*Source extract:*

TheBanyanTree: trendy schmendy

Julie Anna Teague jateague at indiana.edu
Thu Mar 6 07:10:02 PST 2008


I hate to pop in for a rant, especially when life is good, but a button
has been pushed, folks, and the warning bells are ringing.  I have 
lived in Bloomington, Indiana, since 1979 when I came here to go to the 
University.  I have always, for the most part, loved it here, and was 
thrilled to find a good job here after college.  The winter cold gets 
tiresome, and honestly, sometimes even the summer heat gets tiresome, 
but living in a smallish University town has a lot to recommend itself. 
   When I moved here, it was almost a sleepy little town--the 
University, which nearly closed down in the summer, warm lakes, deep 
green woods, some classic old-time greasy spoons and mom-n-pops', small 
hardware stores, a five-and-dime store with a lunch counter downtown, 
and a smattering of health food co-ops, yoga studios, art studios, head 
shops, coffee shops, bead shops, record stores, and ethnic restaurants 
that made Bloomington "different" from the surrounding areas.

Over the years, things exploded, of course, as towns and Universities 
have a way of doing.  But it wasn't until the past, maybe five, years 
that things turned toward the ultra-trendy.  It's as if someone decided 
that they wanted Bloomington to have a more cosmopolitan flair and set 
out to artificially create it, deliver it unto the great unwashed.

*Set task A:* Find every line in the records that contains the word "water" and copy each of those lines.

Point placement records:
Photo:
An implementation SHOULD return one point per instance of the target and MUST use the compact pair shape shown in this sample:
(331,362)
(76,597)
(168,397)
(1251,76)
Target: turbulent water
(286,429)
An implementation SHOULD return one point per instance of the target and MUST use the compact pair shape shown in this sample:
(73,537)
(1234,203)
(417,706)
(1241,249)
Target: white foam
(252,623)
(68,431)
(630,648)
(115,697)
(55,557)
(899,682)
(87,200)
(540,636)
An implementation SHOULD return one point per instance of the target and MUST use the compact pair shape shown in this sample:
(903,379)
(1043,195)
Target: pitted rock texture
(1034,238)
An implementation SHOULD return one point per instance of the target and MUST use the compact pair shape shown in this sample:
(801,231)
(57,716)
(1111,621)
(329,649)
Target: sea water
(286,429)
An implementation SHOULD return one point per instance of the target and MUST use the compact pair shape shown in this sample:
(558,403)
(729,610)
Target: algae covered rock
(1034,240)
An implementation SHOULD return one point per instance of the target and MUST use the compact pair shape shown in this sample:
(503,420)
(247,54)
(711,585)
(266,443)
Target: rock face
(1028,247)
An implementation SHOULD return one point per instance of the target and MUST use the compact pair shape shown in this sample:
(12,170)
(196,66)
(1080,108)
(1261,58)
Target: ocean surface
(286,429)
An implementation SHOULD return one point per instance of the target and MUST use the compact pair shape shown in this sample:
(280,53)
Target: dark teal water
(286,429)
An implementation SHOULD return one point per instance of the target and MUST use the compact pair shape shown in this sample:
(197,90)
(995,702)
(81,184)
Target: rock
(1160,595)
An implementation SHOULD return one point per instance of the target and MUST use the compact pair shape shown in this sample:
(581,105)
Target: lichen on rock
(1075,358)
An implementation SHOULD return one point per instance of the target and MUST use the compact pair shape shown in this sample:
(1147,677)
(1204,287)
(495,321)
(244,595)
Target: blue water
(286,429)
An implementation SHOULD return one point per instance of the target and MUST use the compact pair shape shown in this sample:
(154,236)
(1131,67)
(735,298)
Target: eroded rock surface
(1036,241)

*Set task B:* Reproduce the Bloomington post word for word, in full.

*Complete output A:*
Target: turbulent water
Target: sea water
Target: dark teal water
Target: blue water

*Complete output B:*
TheBanyanTree: trendy schmendy

Julie Anna Teague jateague at indiana.edu
Thu Mar 6 07:10:02 PST 2008


I hate to pop in for a rant, especially when life is good, but a button
has been pushed, folks, and the warning bells are ringing.  I have 
lived in Bloomington, Indiana, since 1979 when I came here to go to the 
University.  I have always, for the most part, loved it here, and was 
thrilled to find a good job here after college.  The winter cold gets 
tiresome, and honestly, sometimes even the summer heat gets tiresome, 
but living in a smallish University town has a lot to recommend itself. 
   When I moved here, it was almost a sleepy little town--the 
University, which nearly closed down in the summer, warm lakes, deep 
green woods, some classic old-time greasy spoons and mom-n-pops', small 
hardware stores, a five-and-dime store with a lunch counter downtown, 
and a smattering of health food co-ops, yoga studios, art studios, head 
shops, coffee shops, bead shops, record stores, and ethnic restaurants 
that made Bloomington "different" from the surrounding areas.

Over the years, things exploded, of course, as towns and Universities 
have a way of doing.  But it wasn't until the past, maybe five, years 
that things turned toward the ultra-trendy.  It's as if someone decided 
that they wanted Bloomington to have a more cosmopolitan flair and set 
out to artificially create it, deliver it unto the great unwashed.